#### DATASET EXTRACT ####

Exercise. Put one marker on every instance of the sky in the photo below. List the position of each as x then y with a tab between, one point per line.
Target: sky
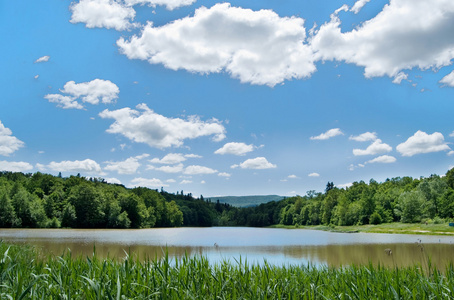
228	98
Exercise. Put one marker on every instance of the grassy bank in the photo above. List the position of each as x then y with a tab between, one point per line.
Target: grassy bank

####

REQUIRED WORK
Return all of the records above word for word, leaving out the pictures.

WORKED SOLUTION
Exercise. Put one marker on every instance of the sky in the photo below. List the position of each as x then y with a tab between, one point per line.
Target: sky
228	98
Exercise. Put one marker on every instance of the grassy bank in the photo above. List the position of each as x then y with a tab between, one point per line.
Target: grassy bank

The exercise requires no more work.